• WORK ORDER:
Please decide whether each statement below agrees with the business rescue article, answering yes or no and quoting the article's deciding words.
1. Business rescue was introduced by Chapter 6 of the Companies Act 71 of 2008.
2. Financial distress alone makes a company suitable for business rescue.
3. A company counts as financially distressed if it appears reasonably likely to become insolvent within the next twelve months.

C&A Friedlander Attorneys

“The rescue of a business preserves jobs, provides creditors with a greater return based on higher going concern values of the enterprise, potentially produces a return for owners and obtains for the country the fruits of the rehabilitated enterprise” – The World Bank

The COVID-19 pandemic has had a devastating impact on the economy and there is no doubt that most companies have been affected. Whilst some companies have been able to adapt and recover, trade restrictions and significant economic contraction have left many companies facing an insurmountable level of debt. In times of distress directors of companies may find themselves pressured to seek solutions to navigate the challenging economic environment and carry their businesses through these unprecedented times. 

Business rescue was introduced by Chapter 6 of the Companies Act 71 of 2008 as a means of facilitating the rehabilitation of a financially distressed company in a manner that balances the rights and interests of creditors, employees and shareholders. Business rescue is defined in section 128(1)(b) of the Companies Act as “proceedings to facilitate the rehabilitation of a company that is financially distressed”. 

The aim of business rescue is to restructure a company to either maximise the likelihood of the company continuing in existence on a solvent basis; or to yield a better return for the company’s creditors than would result from the immediate liquidation of the company.

In terms of section 128(1)(f) the Companies Act, a company is regarded as being ‘financially distressed’ if (i) it appears to be reasonably unlikely that the company will be able to pay all of its debts as they fall due and payable within the immediately ensuing six months; or (ii) it appears to be reasonably likely that the company will become insolvent within the immediately ensuing 6 months.

However, business rescue is not suitable to companies on the basis of financial distress alone. There must be a reasonable prospect that the company can be rescued and rehabilitated. Thus, companies which are experiencing financial distress directly due to the lockdown may be more suitable for business rescue proceedings than those who were already in financial distress prior to lockdown.

• INFORMATION GIVEN:
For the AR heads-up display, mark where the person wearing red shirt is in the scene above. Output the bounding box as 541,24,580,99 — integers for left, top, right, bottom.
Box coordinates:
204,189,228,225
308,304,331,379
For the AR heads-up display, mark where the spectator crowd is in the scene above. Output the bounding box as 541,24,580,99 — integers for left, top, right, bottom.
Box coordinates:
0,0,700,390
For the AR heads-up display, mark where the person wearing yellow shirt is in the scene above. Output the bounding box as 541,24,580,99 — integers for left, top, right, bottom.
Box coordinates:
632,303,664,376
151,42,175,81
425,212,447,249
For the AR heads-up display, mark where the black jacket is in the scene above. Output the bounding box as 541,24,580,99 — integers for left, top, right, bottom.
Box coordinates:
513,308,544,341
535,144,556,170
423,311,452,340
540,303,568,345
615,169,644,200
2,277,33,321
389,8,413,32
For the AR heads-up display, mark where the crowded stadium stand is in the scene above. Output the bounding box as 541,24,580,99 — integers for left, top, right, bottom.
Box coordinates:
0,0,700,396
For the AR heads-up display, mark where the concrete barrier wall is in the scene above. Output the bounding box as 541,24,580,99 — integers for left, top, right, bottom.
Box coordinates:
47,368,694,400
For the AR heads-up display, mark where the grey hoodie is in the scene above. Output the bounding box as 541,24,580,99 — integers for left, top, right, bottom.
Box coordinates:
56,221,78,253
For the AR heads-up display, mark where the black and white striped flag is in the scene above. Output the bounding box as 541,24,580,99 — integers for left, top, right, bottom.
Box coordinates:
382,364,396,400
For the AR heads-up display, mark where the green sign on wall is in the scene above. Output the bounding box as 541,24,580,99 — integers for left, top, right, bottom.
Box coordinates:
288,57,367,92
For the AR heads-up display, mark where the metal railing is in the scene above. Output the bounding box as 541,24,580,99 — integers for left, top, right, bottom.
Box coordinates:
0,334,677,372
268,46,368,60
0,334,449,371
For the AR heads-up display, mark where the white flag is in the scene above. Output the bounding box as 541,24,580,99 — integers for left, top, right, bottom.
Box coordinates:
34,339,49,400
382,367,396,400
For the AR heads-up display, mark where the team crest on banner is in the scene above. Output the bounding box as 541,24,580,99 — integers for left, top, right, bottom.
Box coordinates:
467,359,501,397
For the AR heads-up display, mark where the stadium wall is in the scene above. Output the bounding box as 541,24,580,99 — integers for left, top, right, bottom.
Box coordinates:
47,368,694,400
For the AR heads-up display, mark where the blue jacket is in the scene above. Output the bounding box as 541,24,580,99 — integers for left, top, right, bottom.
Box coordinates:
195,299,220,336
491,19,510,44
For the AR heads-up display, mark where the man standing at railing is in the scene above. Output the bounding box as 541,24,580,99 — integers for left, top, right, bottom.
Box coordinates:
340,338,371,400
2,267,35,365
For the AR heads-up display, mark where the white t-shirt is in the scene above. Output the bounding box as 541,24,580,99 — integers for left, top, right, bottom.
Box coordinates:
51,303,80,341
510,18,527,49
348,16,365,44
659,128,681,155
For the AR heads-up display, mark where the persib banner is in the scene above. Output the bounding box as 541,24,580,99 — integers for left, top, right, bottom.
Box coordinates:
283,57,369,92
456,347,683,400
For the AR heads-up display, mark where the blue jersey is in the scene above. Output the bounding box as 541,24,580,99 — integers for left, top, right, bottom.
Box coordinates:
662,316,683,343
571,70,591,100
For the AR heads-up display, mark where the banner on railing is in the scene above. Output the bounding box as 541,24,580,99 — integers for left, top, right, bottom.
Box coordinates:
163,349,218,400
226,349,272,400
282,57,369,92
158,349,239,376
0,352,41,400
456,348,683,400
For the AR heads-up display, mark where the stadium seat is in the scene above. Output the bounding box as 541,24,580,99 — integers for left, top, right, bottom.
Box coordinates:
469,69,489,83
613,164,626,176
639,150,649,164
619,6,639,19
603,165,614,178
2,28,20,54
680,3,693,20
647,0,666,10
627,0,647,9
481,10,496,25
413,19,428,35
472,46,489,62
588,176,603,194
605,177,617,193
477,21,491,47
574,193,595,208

• EXERCISE ANSWER:
1. Yes: "Business rescue was introduced by Chapter 6 of the Companies Act 71 of 2008"
2. No: "business rescue is not suitable to companies on the basis of financial distress alone"
3. No: "it appears to be reasonably likely that the company will become insolvent within the immediately ensuing 6 months"